== Pedido escrito ==
Escreva a continuação do texto sobre o futebol e o mercado do entretenimento, começando logo depois da última frase apresentada.

== Trecho ==
● ● ● ● ●

São muitos os motivos, poderia enumerar outros, mas passemos. No caso especificamente do Flamengo em suas “casas principais” no Rio e em Brasília, as gratuidades e as meias entradas estudantis não tem sido controladas, não há fiscalização decente. Um problema sério. 

Avaliando outros centros melhor sucedidos, como Alemanha, Inglaterra, Estados Unidos (Sim! Lá o público é maior, inclusive no futebol), o mercado do entretenimento é muito mais desenvolvido e o futebol é parte desse mercado.

Aqui não é comum se pensar o futebol como cultura, espetáculo, mas se exige implicitamente. Os valores são altos porque o mercado é assim, regula, mas que mercado é esse? Com crises econômicas, geralmente o mercado cultural demora mais a sentir os efeitos do “mundo real”. Isso, talvez explique porque o futebol, o mercado de games, cinema, demoraram um pouco mais para sentir a crise global de 2008. Somente de 2012 para cá os sinais de crise são mais visíveis, inclusive no Brasil.

Penso que o mercado do esporte está mais ligado ao entretenimento (como escape do mundo real), do que com a “economia cotidiana”. Reitero, como escape, nunca como "ópio". Um grande clube europeu não faz contratações a esmo, com valores vultuosos, que eram vistos anteriormente com naturalidade. Tem sido mais difícil este tipo de negócio, e acredito que pela crise em si, não pelo amadurecimento do mercado futebol, mesmo na Europa.

Ainda não existe “Monneyball” no futebol, mas a bola entra menos por acaso, também, e não falo apenas daqui. Muitos avançaram e mesmo assim erram bastante. Real Madrid, Manchester United e Barcelona os mais ricos e bem aparelhados também erram em contratações, em produtividade e em retorno financeiro e esportivo. Exemplo de Kaká e Cristiano Ronaldo "ao mesmo tempo", com Ozil, Di Maria, Modric todos no mesmo Real, Ibrahimovic e Neymar, por motivos diferentes no Barça e David Moyes contratado por 5 anos em substituição a Alex Ferguson, afundando o Manchester.

● ● ● ● ●

== Informações exibidas ==

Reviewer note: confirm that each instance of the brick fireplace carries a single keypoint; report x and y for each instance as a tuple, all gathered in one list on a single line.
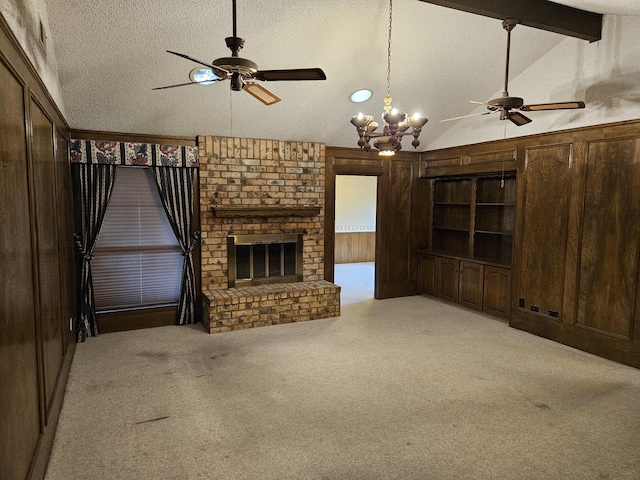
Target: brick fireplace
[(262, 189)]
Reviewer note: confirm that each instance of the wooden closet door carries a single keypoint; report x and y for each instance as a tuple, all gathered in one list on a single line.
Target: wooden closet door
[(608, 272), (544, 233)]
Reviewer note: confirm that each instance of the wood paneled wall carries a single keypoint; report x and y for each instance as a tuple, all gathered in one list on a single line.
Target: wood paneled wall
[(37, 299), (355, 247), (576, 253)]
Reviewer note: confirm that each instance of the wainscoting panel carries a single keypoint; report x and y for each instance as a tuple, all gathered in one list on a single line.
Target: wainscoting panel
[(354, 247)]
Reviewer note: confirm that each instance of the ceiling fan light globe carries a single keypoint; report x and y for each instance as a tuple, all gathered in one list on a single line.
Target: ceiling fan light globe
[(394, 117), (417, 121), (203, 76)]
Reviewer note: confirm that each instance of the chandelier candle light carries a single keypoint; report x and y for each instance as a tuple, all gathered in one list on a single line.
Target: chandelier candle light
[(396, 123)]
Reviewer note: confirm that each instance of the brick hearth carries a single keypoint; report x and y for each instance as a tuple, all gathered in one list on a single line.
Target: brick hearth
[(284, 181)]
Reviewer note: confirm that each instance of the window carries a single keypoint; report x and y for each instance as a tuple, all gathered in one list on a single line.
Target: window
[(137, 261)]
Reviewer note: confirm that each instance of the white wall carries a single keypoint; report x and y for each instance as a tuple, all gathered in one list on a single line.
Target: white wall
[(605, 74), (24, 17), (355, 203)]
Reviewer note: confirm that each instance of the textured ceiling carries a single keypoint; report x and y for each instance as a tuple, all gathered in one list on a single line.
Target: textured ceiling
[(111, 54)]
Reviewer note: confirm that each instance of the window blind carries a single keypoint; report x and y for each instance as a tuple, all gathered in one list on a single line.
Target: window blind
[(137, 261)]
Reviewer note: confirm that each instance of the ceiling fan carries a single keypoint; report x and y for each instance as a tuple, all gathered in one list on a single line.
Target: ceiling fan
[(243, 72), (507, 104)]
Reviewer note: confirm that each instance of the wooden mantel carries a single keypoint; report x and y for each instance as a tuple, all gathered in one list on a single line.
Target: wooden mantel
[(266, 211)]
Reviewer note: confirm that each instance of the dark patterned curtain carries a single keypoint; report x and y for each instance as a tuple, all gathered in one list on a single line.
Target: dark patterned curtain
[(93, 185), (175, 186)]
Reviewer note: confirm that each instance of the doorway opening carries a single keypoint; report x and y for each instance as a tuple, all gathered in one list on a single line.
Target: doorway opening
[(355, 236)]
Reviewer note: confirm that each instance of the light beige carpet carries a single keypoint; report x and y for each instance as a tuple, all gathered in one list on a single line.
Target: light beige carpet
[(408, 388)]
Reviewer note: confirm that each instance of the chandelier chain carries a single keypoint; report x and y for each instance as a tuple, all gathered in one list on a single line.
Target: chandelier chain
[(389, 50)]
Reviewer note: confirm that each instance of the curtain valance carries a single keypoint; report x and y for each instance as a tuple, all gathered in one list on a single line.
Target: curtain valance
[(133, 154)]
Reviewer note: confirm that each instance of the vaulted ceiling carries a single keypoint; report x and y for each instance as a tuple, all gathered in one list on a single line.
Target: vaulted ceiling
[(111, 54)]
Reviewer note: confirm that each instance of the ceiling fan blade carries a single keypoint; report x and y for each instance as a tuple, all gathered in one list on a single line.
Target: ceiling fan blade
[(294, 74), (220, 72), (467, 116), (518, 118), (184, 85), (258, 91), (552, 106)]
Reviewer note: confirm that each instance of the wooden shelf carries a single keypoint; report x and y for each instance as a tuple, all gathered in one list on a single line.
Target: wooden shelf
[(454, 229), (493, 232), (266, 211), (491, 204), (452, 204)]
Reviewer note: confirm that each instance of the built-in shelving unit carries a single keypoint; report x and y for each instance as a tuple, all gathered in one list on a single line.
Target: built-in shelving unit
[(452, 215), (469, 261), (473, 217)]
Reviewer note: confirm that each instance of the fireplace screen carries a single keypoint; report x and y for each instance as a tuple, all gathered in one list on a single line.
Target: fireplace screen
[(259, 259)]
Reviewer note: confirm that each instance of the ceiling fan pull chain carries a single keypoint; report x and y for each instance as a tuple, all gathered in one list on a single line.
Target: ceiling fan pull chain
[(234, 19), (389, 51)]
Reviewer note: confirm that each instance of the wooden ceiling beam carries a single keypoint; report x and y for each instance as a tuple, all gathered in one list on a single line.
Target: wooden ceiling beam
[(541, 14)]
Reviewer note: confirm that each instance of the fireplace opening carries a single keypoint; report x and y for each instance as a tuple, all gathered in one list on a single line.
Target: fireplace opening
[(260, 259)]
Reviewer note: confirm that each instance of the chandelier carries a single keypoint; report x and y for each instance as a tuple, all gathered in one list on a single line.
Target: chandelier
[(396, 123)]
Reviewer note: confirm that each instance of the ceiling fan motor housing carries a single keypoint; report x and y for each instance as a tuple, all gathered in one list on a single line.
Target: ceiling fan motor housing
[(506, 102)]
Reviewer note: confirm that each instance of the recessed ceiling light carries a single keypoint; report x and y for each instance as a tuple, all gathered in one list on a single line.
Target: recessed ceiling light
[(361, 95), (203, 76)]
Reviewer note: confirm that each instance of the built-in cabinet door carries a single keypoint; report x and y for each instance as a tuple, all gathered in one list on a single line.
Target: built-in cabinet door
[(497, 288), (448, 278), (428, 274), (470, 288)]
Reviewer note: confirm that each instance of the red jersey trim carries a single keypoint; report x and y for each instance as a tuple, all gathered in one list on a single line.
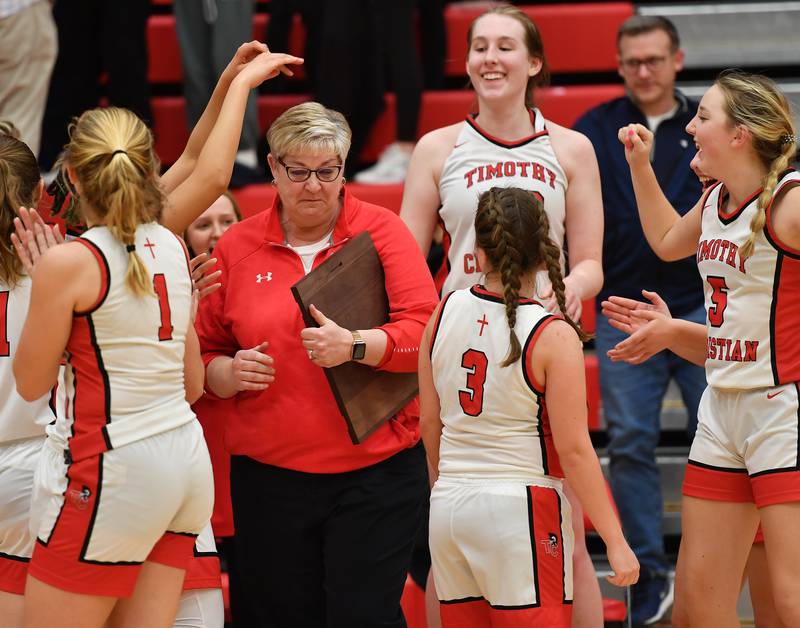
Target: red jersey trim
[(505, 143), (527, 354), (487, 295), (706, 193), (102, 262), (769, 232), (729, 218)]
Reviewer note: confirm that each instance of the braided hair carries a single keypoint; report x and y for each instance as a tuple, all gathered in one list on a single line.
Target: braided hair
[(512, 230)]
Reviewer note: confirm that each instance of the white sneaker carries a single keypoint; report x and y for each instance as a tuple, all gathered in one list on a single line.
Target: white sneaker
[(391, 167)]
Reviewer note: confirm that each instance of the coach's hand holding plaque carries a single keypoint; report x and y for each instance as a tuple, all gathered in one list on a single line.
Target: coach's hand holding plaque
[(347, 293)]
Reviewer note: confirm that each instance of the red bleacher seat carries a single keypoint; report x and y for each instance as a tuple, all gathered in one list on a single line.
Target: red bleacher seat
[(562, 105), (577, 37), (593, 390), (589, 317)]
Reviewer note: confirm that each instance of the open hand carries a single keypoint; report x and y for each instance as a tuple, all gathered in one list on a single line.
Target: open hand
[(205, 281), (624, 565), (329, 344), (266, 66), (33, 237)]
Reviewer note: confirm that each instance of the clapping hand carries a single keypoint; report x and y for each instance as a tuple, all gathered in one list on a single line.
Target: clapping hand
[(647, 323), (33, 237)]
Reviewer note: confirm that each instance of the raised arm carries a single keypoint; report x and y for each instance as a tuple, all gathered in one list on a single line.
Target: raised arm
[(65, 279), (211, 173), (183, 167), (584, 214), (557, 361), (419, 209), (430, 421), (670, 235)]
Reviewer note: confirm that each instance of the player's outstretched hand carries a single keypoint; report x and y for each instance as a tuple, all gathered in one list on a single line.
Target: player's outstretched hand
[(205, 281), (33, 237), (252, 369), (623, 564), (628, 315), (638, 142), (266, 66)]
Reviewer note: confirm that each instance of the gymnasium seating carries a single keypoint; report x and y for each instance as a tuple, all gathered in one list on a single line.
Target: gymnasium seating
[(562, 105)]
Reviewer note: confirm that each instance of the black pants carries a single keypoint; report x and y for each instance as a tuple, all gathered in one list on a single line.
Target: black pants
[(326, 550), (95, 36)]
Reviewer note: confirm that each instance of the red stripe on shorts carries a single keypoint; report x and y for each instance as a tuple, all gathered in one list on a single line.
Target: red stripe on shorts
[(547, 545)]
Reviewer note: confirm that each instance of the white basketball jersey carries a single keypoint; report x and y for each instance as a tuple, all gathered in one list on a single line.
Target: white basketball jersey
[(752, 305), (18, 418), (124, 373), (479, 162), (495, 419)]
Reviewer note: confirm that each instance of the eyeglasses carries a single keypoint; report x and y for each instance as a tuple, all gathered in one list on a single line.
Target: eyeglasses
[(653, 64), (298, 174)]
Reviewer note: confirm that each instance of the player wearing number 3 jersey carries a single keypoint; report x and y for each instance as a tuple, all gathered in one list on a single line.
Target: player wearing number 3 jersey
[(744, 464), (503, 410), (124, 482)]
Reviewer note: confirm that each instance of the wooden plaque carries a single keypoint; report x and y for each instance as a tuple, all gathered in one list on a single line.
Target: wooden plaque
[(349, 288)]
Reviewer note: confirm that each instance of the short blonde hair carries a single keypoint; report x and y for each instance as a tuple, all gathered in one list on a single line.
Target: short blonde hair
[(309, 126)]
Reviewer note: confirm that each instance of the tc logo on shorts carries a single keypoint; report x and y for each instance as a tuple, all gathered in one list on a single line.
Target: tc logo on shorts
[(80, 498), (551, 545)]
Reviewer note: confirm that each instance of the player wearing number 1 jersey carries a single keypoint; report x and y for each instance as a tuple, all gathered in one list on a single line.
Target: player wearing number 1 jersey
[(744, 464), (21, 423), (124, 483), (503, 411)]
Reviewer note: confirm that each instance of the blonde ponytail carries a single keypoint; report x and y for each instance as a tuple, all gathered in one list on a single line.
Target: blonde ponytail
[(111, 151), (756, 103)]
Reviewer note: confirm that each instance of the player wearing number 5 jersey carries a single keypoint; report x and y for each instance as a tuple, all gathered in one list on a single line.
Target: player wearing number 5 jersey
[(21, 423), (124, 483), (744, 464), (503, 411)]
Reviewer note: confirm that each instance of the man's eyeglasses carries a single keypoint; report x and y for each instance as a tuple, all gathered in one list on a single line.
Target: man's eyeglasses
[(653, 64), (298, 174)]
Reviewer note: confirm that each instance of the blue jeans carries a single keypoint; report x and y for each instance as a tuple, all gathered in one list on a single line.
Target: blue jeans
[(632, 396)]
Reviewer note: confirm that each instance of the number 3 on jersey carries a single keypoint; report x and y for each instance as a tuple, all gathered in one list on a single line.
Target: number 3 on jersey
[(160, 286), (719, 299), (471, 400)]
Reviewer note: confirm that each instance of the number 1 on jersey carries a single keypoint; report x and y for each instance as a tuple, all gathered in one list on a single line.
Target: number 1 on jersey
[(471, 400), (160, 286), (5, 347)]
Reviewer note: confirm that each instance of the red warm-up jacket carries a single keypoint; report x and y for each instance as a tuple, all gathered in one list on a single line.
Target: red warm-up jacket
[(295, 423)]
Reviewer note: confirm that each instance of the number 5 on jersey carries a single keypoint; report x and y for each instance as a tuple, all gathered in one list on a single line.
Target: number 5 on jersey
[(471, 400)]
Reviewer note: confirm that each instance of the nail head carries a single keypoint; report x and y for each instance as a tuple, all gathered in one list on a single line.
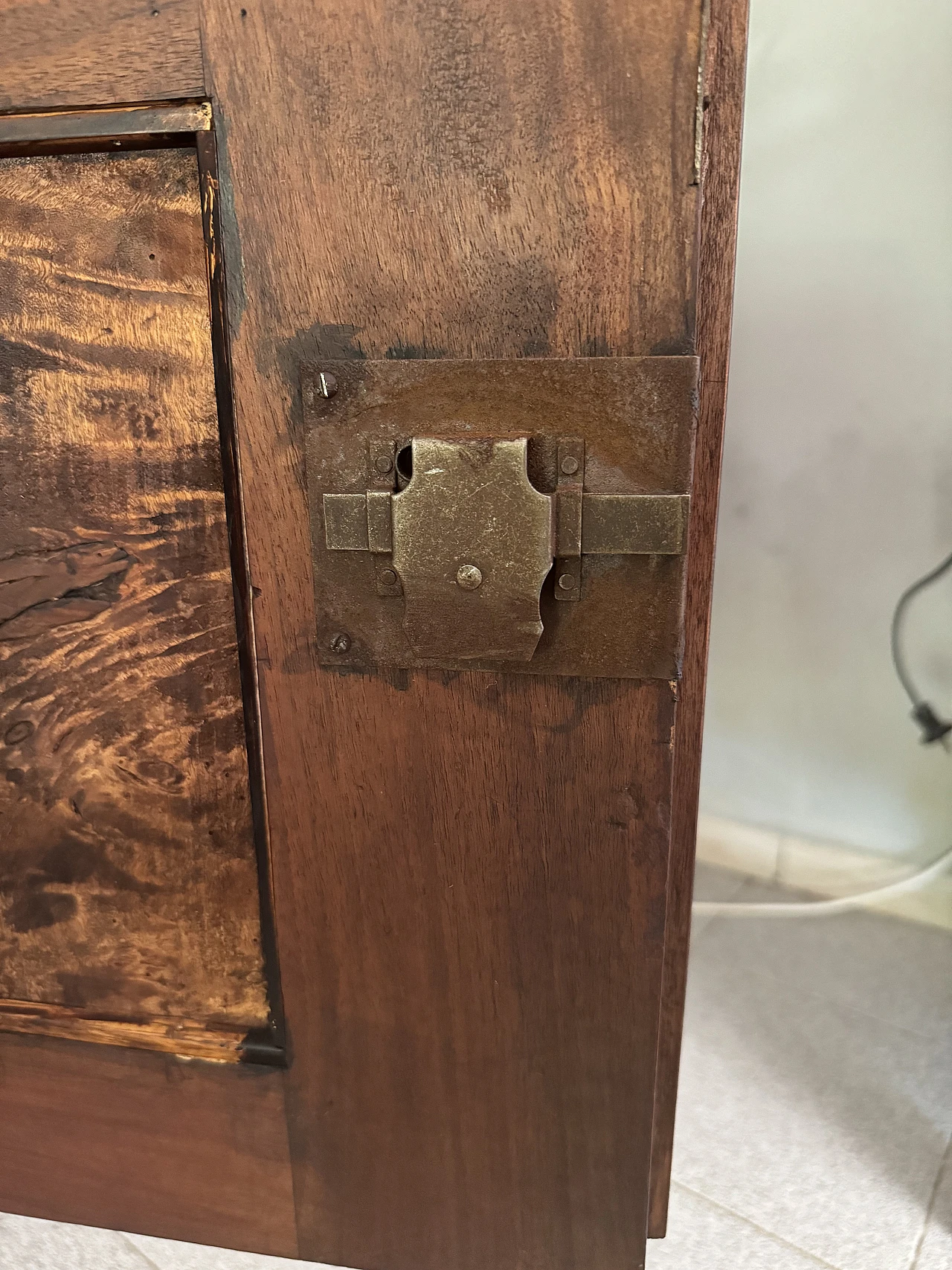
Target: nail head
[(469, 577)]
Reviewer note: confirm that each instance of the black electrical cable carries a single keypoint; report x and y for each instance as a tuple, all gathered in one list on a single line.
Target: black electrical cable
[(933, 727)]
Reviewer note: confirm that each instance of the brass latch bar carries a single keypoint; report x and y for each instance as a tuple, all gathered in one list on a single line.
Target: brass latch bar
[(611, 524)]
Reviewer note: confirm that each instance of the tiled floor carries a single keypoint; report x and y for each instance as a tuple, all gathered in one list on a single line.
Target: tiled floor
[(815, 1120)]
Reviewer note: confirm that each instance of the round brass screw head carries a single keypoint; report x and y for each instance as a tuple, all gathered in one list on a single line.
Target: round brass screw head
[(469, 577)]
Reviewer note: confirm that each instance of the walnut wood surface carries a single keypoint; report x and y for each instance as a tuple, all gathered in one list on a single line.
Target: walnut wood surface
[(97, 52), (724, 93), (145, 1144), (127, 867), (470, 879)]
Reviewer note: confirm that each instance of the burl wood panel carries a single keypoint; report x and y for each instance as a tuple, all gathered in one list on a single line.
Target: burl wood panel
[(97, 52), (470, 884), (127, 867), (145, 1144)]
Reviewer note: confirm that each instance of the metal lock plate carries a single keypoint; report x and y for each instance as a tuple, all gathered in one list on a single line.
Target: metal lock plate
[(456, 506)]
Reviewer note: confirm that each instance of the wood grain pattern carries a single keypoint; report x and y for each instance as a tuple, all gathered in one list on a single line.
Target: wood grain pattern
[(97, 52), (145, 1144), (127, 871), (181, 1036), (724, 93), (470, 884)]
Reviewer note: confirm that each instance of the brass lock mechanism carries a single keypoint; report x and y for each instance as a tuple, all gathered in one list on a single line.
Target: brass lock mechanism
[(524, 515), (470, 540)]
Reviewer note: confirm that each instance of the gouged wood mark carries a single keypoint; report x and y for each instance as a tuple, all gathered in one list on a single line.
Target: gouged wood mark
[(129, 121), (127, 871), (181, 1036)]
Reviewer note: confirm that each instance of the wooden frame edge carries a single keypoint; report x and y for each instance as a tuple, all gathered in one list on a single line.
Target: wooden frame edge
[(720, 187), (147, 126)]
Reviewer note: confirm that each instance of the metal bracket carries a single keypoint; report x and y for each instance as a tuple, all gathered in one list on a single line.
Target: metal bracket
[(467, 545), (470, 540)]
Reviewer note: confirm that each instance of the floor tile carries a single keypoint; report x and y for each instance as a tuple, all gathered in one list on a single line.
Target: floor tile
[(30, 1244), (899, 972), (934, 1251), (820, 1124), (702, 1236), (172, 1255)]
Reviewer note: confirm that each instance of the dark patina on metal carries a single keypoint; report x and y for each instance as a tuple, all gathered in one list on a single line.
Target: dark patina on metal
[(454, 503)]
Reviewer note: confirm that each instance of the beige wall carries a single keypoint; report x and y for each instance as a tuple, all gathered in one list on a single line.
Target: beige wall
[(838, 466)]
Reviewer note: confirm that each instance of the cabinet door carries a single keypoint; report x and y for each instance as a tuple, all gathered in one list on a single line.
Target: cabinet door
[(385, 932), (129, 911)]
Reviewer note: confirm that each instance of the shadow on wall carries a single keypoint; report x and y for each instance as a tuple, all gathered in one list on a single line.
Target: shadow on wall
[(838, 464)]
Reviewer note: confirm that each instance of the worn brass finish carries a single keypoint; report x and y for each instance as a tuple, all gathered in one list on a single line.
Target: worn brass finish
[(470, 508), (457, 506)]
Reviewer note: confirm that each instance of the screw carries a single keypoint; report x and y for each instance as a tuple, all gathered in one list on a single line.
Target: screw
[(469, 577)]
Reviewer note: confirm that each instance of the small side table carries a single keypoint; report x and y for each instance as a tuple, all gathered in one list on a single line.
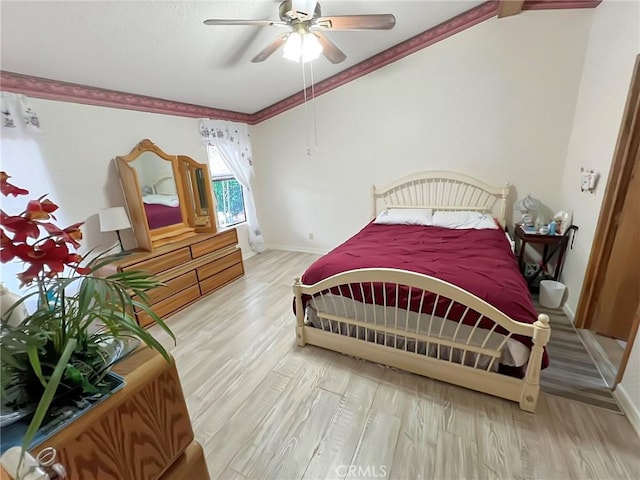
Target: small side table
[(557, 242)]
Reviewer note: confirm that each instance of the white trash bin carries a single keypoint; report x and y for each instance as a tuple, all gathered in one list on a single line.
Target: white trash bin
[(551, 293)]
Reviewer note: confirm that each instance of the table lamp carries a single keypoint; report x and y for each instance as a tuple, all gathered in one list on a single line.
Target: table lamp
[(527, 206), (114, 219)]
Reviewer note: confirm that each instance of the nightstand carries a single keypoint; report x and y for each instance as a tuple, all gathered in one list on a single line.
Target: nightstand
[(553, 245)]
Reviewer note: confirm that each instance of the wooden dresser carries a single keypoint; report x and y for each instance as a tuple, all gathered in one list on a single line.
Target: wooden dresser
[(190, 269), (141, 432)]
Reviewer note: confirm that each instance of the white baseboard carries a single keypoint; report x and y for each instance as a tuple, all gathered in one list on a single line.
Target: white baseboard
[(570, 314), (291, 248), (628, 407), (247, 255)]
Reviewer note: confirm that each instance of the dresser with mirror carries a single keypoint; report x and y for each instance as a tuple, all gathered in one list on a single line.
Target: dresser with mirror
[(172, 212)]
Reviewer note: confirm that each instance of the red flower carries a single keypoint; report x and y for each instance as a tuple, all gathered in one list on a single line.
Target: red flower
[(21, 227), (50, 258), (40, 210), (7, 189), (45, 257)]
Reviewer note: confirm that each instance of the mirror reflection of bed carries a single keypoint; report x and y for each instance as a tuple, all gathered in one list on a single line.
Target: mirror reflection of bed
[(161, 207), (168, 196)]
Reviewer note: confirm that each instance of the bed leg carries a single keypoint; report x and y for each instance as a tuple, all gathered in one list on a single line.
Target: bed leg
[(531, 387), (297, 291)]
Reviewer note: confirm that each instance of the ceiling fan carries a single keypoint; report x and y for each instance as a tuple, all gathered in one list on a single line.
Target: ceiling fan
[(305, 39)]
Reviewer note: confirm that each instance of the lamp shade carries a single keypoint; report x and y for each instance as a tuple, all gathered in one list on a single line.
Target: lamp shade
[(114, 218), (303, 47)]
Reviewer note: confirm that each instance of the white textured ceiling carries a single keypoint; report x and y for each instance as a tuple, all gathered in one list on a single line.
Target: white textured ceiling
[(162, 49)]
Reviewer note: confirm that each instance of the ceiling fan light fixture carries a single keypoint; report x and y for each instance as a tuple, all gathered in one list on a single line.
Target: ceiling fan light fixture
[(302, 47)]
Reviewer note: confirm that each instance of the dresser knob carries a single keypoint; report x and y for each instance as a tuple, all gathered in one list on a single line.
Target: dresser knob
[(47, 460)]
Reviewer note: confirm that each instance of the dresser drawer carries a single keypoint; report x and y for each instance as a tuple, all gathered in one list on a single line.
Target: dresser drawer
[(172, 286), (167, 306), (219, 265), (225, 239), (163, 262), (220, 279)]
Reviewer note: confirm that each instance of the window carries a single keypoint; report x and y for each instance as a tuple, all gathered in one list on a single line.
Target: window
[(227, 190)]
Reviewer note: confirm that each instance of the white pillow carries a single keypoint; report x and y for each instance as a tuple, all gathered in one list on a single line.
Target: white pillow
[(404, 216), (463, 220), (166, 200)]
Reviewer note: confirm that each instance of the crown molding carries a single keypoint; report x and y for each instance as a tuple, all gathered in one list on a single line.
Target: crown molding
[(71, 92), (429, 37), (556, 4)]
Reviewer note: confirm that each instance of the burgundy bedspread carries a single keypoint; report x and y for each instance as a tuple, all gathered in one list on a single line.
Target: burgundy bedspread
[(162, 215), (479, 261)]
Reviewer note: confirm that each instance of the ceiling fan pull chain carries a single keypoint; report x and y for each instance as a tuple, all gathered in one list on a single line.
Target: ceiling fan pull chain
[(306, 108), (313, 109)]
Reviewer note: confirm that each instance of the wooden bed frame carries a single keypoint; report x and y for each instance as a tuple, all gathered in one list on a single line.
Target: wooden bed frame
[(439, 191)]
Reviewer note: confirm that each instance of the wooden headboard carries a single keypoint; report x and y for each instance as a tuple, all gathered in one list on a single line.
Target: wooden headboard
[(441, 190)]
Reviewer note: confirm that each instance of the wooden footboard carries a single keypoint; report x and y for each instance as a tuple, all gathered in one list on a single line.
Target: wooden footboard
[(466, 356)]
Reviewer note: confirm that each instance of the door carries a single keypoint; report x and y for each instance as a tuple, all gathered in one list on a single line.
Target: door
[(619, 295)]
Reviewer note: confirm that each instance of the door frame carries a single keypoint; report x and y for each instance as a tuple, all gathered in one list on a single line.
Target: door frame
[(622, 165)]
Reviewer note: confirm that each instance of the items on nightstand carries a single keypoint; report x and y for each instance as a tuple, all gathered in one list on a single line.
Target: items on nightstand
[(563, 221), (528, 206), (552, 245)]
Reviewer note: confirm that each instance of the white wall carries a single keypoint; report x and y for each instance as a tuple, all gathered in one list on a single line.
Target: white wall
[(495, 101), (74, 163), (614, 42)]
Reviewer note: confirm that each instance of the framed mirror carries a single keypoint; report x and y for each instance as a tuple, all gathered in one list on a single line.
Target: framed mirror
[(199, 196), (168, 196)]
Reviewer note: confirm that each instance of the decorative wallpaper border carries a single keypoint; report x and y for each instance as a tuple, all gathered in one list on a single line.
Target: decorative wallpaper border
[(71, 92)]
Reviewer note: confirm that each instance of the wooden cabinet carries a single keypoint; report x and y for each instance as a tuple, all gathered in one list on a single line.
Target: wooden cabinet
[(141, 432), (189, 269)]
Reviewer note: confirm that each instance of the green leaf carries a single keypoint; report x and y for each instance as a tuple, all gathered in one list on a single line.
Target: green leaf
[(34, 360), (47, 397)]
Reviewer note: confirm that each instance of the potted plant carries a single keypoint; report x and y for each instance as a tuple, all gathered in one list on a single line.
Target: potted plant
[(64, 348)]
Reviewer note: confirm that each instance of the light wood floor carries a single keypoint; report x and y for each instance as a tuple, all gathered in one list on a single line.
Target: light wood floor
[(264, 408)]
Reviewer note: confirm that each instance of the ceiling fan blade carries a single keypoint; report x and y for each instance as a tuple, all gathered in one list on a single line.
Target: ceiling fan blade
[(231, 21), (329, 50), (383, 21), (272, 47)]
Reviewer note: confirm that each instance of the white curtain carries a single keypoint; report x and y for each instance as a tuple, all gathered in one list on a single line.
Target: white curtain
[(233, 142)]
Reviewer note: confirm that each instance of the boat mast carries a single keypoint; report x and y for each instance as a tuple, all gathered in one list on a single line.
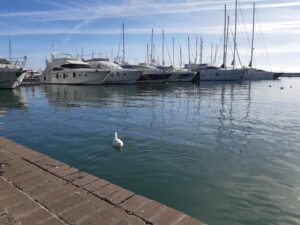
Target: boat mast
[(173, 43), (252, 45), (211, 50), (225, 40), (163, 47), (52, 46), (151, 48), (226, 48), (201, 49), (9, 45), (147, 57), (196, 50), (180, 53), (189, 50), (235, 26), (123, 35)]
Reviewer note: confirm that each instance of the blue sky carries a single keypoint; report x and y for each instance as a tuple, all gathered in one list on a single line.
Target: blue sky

● ● ● ● ●

== Resposta abaixo ==
Neste momento não consigo visualizar qual será o caminho adotado no Brasil, mas sinto que chegamos a um teto, com um novo paradigma relacionado aos valores recebidos, na administração em si. Sem trabalho específico, e individualmente, os clubes não conseguirão suplantar os valores nos próximos anos. Chegou o momento de pensar no todo. Os impostos terão que ser pagos, o que não impede uma lei que “alivie” aos clubes, um Proforte da vida.

Diretamente sobre o ingresso, algumas questões se impõem para uma “escassez progressiva” do torcedor. Poderia enumerar algumas, como a violência ou a sensação dela, horário dos jogos, a ineficácia do transporte público, condições em que os jogos são disputados, fórmulas e campeonatos de interesse baixo, a “elitização” e a “retirada” do “torcedor tradicional” com aspas. Um dos grandes problemas é a não setorização ou “fragmentação” de setores com ingressos populares (uma pequena percentagem, que seja) somado a uma promoção de competições e jogos incipiente, falha de comunicação.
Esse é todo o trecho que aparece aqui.